> [Task objective]: Can you carry on the article about cactus wren habitat restoration, picking up right after its last sentence?

> [Excerpt to read]:

In the Preserve, shrubs and weeds has been removed from cholla patches to encourage wren breeding, removing competition for resources, allowing the cholla cactus to thrive. It also provides bare ground for wrens to forage.
Through grants, several patches of chollas patches have and are in the process of restoration. Leavitt said that in 2021, it identified four acres for wren habitat enhancement.
“Lemonade berry grows quickly, and it is a problem in cactus wren habitat because it tops cholla and can eliminate that habitat,” adding the growth in these areas are destroying these patches, and removal is already underway. She said vegetation structure discourages the ground foraging behavior of cactus wrens, and in restoration is planting cholla and prickly pear cactus where lemonade berry is removed.
“That really backs up the importance of removing non-native species within wren habitat so it can open up ground, allow foraging ground for cactus wrens,” she said, saying that in a recent survey of the areas, the restoration is happening as planned.
Leavitt said U.S. Geological Survey monitoring data said the driving force behind low numbers of cactus wrens in the Otay population in 2014 were no longer in effect, in comparison to the significant decline in territories between 1992 and 2014. Other factors that could have influenced breeding productivity at Otay were habitat restoration, control of non-native vegetation, and that the wren hatching and fledgling success in 2019 were a probable response to these efforts.
“Three RECON restorations patches were established within their USGS monitoring area, and in Salt Creek, wrens were using the site shortly after restoration activity,” she said. “More work needs to be done for this species in support of increasing the population, but these are encouraging findings.”
County of San Diego Parks and Recreations Land Use/Environmental Planner Jennifer Price said the MSCP is a long-term regional habitat program focused on balancing the protection of plants and animal species, and the demand for housing, non-residential development, recreation and agriculture. The County partnered with 11 other jurisdictions in the early 90s to develop the MSCP. The County has three MSCP planning areas, the South County Plan, Draft North County Plan, and the future East County Plan area.

(Source data)

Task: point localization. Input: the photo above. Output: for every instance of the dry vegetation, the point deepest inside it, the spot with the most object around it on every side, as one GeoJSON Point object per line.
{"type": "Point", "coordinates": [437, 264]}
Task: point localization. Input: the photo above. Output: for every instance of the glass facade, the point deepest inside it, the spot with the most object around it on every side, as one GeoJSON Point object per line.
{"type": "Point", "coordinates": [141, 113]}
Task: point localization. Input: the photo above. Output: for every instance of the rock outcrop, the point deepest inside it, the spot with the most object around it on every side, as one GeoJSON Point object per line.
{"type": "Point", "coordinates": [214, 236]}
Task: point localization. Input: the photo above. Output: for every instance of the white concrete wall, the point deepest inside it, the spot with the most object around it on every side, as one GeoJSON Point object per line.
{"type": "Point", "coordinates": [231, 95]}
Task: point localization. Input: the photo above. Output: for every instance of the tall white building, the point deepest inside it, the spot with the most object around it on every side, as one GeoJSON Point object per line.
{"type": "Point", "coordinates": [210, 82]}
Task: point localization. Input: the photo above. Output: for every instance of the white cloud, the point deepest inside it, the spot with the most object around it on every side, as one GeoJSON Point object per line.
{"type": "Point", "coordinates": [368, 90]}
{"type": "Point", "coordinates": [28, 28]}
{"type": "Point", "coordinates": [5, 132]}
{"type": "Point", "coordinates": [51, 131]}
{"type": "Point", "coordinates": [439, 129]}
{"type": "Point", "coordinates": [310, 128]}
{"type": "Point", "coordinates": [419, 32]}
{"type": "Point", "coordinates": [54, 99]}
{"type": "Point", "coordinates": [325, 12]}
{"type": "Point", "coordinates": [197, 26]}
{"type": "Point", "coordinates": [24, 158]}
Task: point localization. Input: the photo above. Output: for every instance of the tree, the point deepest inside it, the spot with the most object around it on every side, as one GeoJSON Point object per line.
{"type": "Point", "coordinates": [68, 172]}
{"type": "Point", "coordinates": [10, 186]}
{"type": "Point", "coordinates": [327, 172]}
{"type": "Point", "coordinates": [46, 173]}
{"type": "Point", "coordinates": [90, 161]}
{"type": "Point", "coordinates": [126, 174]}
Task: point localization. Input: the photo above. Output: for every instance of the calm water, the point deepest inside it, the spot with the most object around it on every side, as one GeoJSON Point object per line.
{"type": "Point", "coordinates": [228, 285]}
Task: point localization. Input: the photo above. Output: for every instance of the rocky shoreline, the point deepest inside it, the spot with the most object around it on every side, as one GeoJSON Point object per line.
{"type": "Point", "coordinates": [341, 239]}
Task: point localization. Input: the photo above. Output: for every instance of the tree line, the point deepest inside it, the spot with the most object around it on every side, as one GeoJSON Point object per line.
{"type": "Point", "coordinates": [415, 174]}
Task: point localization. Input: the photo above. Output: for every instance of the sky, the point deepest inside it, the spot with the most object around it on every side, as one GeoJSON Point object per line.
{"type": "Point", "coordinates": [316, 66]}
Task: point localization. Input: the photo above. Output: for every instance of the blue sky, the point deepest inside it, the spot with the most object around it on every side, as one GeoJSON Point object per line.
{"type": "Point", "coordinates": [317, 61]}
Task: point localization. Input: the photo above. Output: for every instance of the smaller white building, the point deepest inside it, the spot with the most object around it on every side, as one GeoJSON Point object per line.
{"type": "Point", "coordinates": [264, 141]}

> [Exercise response]:
“DPR’s overall MSCP program focuses efforts to acquire, manage, and monitor preserved land in all three planning areas,” she said. “As of Dec. 31, 2021, DPR owns 44,200 acres of preserved lands in all three planning areas…Over the past 24 years, $221 million has been spent on acquisitions in all three plan areas to create or expand 41 county preserves.”
The County spent $125 million, and $96 million came from partnering industries and grants.
“The goal of the South County Plan is to assemble 98,379 acres preserve that supports the 85 plant and animal species covered by the MSCP,” said Price. “The South County preserve totals 79,976 acres, 81% of the MSCP preserve goal.”
A total of 123 acres of habitat were added to the South County Plan Preserve in 2021 through public and private acquisitions in the Otay preserve, she said. In 2021, DPR implemented nine restoration projects using $14.3 million in grant funding.
“These restoration projects benefitted a variety of MSCP covered species, including California coastal gnatcatcher, coastal cactus wren, Cooper’s hawks, and San Diego variations,” she said.
“DPR’s monitoring efforts have found approximately 1,200 native plant and animal species on county preserves in all three plan areas. Over 180 of the 1,200 species are special status species. In the South County Plan area 46 MSCP species have been documented on county preserves.”
California Department of Fish & Wildlife Senior Environmental Scientist supervisor Karen Drewe for the South Coast region including work at the Ranch Jamul Ecological Reserve, Ramona Grasslands County Preserve, and its ecological reserve.
In Rancho Jamul, its aquatic invasive species removal program introduced some pond turtles in 2014 and did not get recruitment, so it is preparing the area by removing invasive species like crayfish, and frogs.